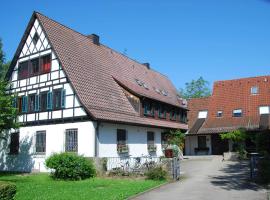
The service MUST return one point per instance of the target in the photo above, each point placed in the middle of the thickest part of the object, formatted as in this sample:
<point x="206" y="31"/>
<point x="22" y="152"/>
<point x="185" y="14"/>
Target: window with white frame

*WORK TO COMPLETE*
Send back the entries above exactly. Skip the images.

*FINAL ANSWER*
The service MUST return one point per instance of the target in the photo above, each point placed in the middle of the thickest part of the object, formatted as in this sample:
<point x="206" y="31"/>
<point x="22" y="152"/>
<point x="185" y="14"/>
Target: window with white frame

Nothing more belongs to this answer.